▸ **Task description**: Pick out every line in the records below that contains the word "branch", and copy each of those lines in full.

▸ **Data lines**:
# # # # # # #

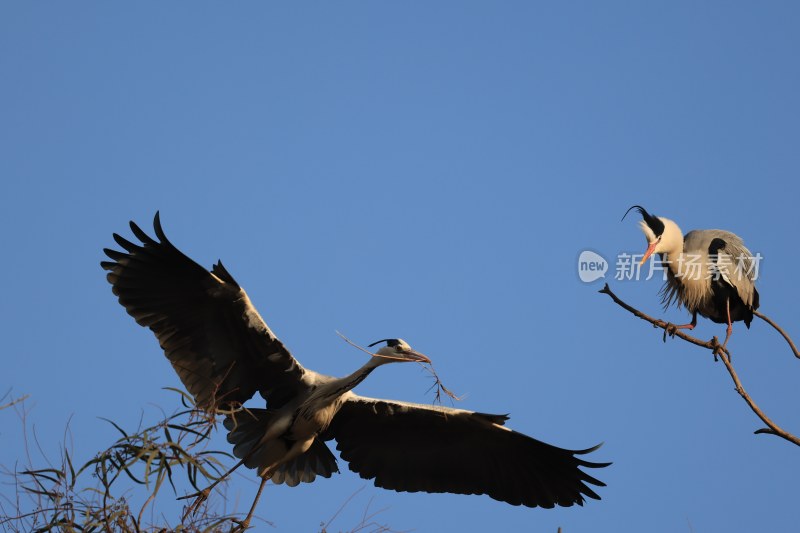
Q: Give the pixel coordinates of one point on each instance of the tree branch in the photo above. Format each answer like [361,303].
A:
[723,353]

# # # # # # #

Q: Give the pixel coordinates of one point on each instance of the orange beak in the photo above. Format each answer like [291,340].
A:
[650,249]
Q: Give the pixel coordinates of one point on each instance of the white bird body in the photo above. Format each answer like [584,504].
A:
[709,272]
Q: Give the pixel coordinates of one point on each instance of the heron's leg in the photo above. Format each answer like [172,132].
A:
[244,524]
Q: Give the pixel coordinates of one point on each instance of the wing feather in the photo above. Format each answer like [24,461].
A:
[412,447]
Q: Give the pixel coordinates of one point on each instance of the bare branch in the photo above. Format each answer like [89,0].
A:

# # # # # # #

▸ **The answer**:
Q: Give the pixel coordinates of one point on each instance of the tree branch in the photo above. Format each answer like [361,303].
Q: Give the pixel coordinates of one point on each instance of the bare branch in the photo above. Format each answer like [89,0].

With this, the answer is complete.